(WORK REQUIRED):
Retype the entries exactly; omit all pictures.

=-=-=

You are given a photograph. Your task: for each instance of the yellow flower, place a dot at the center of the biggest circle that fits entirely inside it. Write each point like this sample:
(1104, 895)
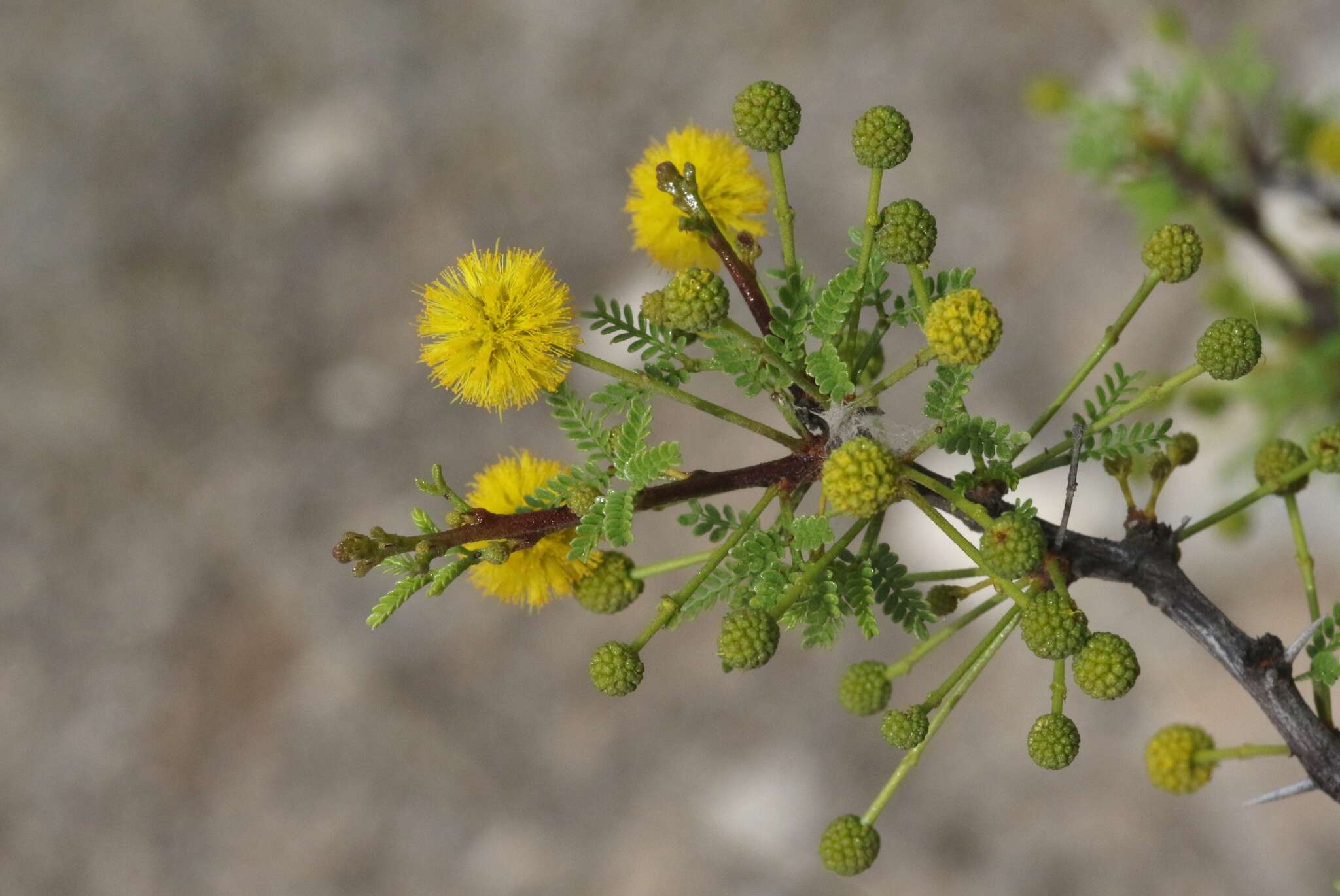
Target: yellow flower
(497, 327)
(728, 184)
(538, 574)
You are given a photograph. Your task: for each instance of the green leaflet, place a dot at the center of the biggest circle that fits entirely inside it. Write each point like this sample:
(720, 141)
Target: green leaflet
(830, 373)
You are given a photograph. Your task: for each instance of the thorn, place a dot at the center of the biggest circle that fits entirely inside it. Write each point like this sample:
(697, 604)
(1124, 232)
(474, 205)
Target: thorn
(1072, 483)
(1301, 640)
(1282, 793)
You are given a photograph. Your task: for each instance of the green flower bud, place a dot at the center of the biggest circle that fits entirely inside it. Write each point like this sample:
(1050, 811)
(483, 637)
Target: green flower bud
(1275, 460)
(616, 668)
(1053, 741)
(849, 847)
(1169, 759)
(748, 638)
(864, 689)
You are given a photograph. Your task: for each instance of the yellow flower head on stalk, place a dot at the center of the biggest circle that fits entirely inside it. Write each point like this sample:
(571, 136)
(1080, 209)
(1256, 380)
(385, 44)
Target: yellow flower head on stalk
(538, 574)
(728, 184)
(496, 328)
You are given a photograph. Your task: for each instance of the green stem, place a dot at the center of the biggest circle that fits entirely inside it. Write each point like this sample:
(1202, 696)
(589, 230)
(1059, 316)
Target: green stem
(968, 548)
(786, 215)
(1269, 487)
(1110, 338)
(802, 585)
(906, 664)
(660, 567)
(1320, 693)
(923, 358)
(643, 381)
(758, 345)
(1060, 453)
(961, 504)
(1245, 751)
(671, 606)
(1057, 686)
(938, 575)
(998, 635)
(918, 279)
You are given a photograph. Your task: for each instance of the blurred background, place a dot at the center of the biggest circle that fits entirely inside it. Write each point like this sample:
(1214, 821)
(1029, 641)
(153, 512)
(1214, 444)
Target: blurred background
(212, 221)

=-=-=

(RESPONSE BOX):
You are given a photograph. Your task: for each instance of the yellow flower, place a dot at the center of the biggest circle that fits entirely inside it. Write each point like this sample:
(1104, 895)
Target: yellow flower
(497, 327)
(728, 184)
(538, 574)
You are given a photograph. Your task: for each instance of the green leaflet, place a dot at the center of the biggest circle that fits entirely inside it. Write each point like this sample:
(720, 141)
Target: green leaflet
(830, 373)
You are given a photograph. Your task: for each instance of the thorn, place a dot at the center of the biggest circle that fits entirely inside it. Write each point like this sample:
(697, 604)
(1124, 232)
(474, 205)
Target: thorn
(1072, 483)
(1301, 640)
(1282, 793)
You are given a photograph. Your task: for each instance of the green flower bud, place a dot at the center of the biggest circle that fits entirely inside it. Write each point like this sample:
(1050, 811)
(483, 637)
Target: green flower bud
(1275, 460)
(616, 668)
(1053, 741)
(849, 847)
(1169, 759)
(748, 638)
(864, 689)
You are given a photograph. Your task: for each instance of the yellow flower head on stalk, place a dot at the center of the biggest circle that fits entirely inside it. Write each point like this sample:
(571, 136)
(1080, 209)
(1256, 380)
(385, 44)
Target: yellow flower head on stalk
(538, 574)
(728, 184)
(496, 328)
You are given a photograph. Your task: for each instance of the green stem, place a dot at the center of the biggest circle that fits entirely inside it. Write each point like this sample:
(1202, 696)
(589, 230)
(1059, 316)
Target: green stem
(968, 548)
(786, 215)
(1269, 487)
(1110, 338)
(802, 585)
(906, 664)
(660, 567)
(1320, 693)
(923, 358)
(643, 381)
(758, 345)
(1060, 453)
(961, 504)
(1245, 751)
(671, 606)
(1057, 686)
(938, 575)
(998, 635)
(918, 279)
You are given a photograph. Your task: for each instance of the blurred background, place a dot at the center of the biggest circle that fits entirely inside it. Write each point like this sample:
(1214, 821)
(1029, 641)
(153, 512)
(1214, 444)
Target: blurred background
(212, 221)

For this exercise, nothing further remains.